- _Provided passage_:
# Akron, Ohio .. Pennsylvania .. West Virginia .. Kentucky photo opportunities ??



## astroNikon (Jun 18, 2014)

I'm headed on a selfie vacation the 2nd week of July - 5th to 11th.
I'm curious if there's any great photo opportunities -- waterfalls, bald eagles just sitting around .. car shows .. etc
Also great places to go mountain biking  

I'll be in the Akron Ohio area but will probably venture to the Pittsburgh Penn area, West Virginia & Kentucky borders

Any ideas would be great to get.


----------



## spacefuzz (Jun 18, 2014)

Cuyahoga Valley National Park near Akron. Pittsburgh has some great city scapes. Look up the areas on 500px and Flickr that will give you some good spots to go find.


----------



## colnago1331 (Jun 20, 2014)

astroNikon said:


> Also great places to go mountain biking



Trailhead - Ohio Singletrack Trailhead


----------



## runnah (Jun 20, 2014)

colnago1331 said:


> Trailhead - Ohio Singletrack Trailhead



Looks like a good ride. Should come up to Maine.


----------



## Amocholes (Aug 13, 2014)

Hocking Hills State park in Ohio has a lovely gorge and waterfalls.


----------

- _Pointing records_:
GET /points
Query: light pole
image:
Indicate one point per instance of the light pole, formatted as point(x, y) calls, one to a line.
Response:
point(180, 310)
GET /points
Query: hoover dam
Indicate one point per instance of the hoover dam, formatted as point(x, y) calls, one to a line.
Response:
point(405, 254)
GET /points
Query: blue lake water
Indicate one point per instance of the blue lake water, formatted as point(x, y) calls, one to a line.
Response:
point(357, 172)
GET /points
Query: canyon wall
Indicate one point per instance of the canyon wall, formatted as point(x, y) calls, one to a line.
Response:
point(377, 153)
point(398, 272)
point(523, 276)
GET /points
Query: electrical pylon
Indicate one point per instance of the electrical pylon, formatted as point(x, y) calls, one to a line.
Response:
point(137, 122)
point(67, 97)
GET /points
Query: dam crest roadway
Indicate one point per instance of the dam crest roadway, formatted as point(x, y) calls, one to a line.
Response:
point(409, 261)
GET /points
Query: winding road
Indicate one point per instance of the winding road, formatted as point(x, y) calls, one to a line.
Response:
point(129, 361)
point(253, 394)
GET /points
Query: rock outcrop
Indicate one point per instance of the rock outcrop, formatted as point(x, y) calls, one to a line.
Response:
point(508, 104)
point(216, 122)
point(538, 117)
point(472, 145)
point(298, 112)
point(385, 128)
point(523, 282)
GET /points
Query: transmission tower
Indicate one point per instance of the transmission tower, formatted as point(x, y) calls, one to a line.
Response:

- _Problems to work on_:
[1] Say whether each statement agrees with the photo opportunities thread, answering yes or no and quoting the deciding words: (a) astroNikon's trip runs from the 5th to the 11th of July; (b) spacefuzz recommends Hocking Hills State park; (c) runnah suggests coming up to Maine.
[2] Please echo the photo opportunities thread between "# Akron, Ohio" and "great to get.", inclusive.
[3] In the photo opportunities thread, why does spacefuzz suggest looking up the areas on 500px and Flickr?

- _Answers to the problems_:
[1]
(a) Yes: "the 2nd week of July - 5th to 11th"
(b) No: "Cuyahoga Valley National Park near Akron."
(c) Yes: "Should come up to Maine."

[2]
# Akron, Ohio .. Pennsylvania .. West Virginia .. Kentucky photo opportunities ??



## astroNikon (Jun 18, 2014)

I'm headed on a selfie vacation the 2nd week of July - 5th to 11th.
I'm curious if there's any great photo opportunities -- waterfalls, bald eagles just sitting around .. car shows .. etc
Also great places to go mountain biking  

I'll be in the Akron Ohio area but will probably venture to the Pittsburgh Penn area, West Virginia & Kentucky borders

Any ideas would be great to get.

[3] spacefuzz says that looking up the areas on 500px and Flickr will give astroNikon some good spots to go find.